- **Description of the task**: Once the line containing "Expected output: one point per instance of the woman" has been written out, stop; until then, restate each line of the entries below word for word from the first.

[Saved entries]
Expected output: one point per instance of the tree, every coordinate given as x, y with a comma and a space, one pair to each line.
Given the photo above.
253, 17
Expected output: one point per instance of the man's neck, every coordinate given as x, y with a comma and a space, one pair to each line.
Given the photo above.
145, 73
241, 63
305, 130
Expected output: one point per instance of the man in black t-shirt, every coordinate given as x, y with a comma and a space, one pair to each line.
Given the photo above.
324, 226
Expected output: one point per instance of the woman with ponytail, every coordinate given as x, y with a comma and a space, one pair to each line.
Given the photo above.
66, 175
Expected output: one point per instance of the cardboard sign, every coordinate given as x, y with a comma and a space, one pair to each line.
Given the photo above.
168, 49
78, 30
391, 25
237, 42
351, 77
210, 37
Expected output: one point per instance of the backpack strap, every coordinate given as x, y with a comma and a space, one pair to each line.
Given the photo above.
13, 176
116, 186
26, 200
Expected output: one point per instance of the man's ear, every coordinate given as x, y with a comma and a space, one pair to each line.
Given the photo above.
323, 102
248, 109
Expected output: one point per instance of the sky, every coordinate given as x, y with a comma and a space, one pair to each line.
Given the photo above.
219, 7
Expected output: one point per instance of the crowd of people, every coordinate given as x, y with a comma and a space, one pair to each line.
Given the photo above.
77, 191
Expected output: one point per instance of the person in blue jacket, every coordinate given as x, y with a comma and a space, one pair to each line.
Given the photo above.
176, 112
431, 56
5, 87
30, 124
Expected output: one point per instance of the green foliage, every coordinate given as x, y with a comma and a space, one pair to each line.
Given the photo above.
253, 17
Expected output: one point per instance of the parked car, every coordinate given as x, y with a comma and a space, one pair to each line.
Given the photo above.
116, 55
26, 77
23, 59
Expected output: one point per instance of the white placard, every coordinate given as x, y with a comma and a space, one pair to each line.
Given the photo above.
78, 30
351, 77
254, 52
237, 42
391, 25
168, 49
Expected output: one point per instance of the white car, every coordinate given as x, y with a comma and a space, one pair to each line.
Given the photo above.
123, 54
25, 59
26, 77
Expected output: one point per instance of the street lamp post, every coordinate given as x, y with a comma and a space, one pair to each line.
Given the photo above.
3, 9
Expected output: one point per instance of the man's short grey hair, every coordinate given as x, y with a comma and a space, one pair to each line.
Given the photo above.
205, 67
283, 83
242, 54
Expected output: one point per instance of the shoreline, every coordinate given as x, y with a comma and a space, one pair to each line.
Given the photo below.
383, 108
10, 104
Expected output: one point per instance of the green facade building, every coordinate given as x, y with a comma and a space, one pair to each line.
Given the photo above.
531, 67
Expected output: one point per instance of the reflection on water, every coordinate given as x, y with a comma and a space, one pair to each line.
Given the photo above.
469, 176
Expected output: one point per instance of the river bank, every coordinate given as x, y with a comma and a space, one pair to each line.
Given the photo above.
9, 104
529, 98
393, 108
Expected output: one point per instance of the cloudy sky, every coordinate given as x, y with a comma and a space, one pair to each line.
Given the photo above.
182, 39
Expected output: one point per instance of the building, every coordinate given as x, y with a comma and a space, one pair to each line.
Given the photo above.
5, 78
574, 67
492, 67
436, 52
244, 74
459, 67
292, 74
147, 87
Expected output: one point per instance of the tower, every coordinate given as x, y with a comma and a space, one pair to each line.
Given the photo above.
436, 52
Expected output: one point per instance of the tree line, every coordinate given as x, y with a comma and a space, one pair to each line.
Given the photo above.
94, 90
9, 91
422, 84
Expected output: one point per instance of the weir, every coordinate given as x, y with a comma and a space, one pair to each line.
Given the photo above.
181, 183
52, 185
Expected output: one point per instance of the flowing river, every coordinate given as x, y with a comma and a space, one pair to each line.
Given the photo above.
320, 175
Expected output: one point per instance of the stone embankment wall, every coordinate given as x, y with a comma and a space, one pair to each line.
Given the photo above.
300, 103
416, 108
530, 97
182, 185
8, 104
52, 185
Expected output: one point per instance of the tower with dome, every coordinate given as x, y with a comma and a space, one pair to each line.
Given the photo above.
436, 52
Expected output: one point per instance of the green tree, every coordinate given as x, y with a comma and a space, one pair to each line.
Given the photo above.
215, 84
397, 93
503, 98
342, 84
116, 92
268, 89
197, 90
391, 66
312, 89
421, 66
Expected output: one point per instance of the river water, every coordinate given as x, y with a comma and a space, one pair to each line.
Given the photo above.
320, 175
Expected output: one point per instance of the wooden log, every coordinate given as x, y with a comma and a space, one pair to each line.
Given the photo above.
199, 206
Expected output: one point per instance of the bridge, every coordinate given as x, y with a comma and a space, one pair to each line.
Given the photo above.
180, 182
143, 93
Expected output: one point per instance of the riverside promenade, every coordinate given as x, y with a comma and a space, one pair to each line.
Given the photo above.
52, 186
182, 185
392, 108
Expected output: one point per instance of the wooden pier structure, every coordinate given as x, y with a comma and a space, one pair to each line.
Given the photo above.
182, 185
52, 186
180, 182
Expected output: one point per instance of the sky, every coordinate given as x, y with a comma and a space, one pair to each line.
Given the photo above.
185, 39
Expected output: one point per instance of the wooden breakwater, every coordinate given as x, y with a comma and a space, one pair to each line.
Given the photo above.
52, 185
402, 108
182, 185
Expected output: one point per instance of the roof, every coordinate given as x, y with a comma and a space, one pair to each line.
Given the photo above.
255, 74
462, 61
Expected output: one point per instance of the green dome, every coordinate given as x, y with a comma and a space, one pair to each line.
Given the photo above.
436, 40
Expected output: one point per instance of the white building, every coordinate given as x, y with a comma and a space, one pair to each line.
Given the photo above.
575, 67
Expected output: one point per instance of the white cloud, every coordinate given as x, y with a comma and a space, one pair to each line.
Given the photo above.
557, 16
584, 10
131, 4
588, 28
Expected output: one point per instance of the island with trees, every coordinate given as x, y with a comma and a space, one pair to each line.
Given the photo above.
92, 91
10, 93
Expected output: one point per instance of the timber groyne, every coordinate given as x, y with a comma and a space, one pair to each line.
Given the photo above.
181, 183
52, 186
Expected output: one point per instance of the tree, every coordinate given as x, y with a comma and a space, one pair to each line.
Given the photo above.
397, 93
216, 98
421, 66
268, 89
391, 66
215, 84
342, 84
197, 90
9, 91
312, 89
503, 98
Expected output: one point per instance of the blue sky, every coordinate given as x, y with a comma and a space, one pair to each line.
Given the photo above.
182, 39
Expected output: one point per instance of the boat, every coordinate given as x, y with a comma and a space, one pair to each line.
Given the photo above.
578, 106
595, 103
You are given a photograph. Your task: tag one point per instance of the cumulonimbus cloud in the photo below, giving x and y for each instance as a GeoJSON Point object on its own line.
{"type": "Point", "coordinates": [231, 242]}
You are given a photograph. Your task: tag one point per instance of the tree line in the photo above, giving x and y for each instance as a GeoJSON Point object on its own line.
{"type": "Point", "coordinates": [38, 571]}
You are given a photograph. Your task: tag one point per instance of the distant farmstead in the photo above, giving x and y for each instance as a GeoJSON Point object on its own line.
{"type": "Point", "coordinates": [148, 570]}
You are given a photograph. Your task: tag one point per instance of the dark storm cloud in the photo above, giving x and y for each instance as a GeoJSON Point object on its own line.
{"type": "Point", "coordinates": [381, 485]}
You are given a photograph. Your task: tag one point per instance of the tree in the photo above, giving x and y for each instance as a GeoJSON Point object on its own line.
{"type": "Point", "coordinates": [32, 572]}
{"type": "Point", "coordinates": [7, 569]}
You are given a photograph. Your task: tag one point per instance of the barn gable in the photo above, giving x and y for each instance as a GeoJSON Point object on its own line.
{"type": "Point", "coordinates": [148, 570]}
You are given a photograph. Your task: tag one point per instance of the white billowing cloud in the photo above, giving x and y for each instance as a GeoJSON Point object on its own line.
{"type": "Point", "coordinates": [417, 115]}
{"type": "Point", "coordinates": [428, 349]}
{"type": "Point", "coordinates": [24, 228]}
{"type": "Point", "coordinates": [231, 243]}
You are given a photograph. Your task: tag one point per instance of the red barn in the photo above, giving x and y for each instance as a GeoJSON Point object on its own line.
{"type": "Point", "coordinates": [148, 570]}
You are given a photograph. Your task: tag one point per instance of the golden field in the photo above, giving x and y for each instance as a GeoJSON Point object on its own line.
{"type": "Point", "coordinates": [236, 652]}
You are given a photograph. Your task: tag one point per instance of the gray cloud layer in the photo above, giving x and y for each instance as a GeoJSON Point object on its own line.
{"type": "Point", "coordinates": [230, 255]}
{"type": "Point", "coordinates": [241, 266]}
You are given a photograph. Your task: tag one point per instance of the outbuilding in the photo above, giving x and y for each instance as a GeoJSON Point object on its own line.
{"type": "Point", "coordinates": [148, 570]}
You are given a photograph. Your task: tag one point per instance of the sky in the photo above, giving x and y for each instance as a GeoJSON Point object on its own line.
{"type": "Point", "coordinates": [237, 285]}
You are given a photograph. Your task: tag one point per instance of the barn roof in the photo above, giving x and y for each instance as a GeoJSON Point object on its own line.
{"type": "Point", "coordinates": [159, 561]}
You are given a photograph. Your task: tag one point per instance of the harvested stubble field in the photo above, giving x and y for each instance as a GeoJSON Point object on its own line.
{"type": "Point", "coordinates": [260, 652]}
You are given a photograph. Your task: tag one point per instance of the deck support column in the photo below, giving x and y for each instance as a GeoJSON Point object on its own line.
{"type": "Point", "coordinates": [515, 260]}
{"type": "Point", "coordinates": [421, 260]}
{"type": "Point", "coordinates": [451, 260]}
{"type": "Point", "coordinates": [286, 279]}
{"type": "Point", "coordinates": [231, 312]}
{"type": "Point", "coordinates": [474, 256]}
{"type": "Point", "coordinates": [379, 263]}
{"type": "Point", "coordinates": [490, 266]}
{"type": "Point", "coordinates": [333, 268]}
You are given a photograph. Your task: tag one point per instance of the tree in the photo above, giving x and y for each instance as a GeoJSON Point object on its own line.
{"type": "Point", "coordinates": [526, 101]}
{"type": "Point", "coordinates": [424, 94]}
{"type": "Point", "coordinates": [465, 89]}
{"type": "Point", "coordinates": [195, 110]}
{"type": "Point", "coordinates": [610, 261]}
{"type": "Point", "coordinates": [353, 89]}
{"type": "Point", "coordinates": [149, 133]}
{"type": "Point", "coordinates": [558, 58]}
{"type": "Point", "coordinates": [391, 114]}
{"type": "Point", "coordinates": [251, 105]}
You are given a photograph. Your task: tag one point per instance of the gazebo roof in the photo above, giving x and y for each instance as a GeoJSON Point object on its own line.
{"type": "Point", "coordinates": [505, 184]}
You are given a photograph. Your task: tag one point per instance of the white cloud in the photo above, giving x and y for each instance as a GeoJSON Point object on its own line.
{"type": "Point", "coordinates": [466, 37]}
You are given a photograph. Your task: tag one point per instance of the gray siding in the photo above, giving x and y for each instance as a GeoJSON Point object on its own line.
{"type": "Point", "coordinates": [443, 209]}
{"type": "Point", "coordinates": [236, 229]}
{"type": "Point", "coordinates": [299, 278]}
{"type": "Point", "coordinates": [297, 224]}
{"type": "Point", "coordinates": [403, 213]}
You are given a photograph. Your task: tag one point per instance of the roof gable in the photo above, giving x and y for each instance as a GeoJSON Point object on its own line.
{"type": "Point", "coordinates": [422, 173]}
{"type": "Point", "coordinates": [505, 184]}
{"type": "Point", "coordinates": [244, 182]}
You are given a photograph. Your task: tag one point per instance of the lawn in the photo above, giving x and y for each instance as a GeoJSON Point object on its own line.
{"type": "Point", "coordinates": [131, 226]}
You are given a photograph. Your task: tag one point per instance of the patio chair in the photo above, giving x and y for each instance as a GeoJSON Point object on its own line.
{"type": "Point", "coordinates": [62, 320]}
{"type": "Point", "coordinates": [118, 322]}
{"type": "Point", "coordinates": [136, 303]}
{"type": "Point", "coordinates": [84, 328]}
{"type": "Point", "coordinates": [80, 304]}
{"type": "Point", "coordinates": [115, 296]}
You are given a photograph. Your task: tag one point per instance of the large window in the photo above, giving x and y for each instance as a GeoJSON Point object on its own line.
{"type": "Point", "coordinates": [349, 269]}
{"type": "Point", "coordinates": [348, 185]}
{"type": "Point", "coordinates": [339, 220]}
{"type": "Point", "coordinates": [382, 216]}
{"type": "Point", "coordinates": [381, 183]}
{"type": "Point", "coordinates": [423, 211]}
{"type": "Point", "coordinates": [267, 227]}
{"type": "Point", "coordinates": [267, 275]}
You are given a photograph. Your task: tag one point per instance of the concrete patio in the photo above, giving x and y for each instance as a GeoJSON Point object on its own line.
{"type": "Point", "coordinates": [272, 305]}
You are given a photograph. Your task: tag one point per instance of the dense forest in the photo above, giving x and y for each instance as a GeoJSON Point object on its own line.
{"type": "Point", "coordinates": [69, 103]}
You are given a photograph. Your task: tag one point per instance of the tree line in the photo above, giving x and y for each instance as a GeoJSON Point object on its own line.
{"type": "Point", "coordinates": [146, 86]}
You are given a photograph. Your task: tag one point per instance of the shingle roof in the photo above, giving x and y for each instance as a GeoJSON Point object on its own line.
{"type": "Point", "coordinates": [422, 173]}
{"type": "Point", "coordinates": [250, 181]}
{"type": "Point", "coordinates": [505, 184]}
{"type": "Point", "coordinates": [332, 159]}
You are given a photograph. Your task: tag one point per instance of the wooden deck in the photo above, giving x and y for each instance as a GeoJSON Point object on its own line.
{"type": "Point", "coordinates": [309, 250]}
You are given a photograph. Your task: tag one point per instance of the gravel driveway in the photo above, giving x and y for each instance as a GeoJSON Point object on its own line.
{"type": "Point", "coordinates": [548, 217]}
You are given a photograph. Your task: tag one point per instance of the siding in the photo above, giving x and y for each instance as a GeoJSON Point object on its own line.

- **Answer box**:
Expected output: one point per instance of the tree, every coordinate given as x, y with a comma and a space, one pair to each line.
Given the photo above.
253, 17
Expected output: one point per instance of the man's neck, every coordinate given as x, y with a comma and a space, one pair to each line.
Given the photo above.
145, 73
241, 63
305, 130
Expected output: one point per instance of the man in black t-shirt, every coordinate given as x, y with a comma and a space, one pair to each line.
Given the photo above.
324, 226
Expected output: one point per instance of the woman with ponytail, every coordinate given as x, y with a comma and a space, one pair to each line.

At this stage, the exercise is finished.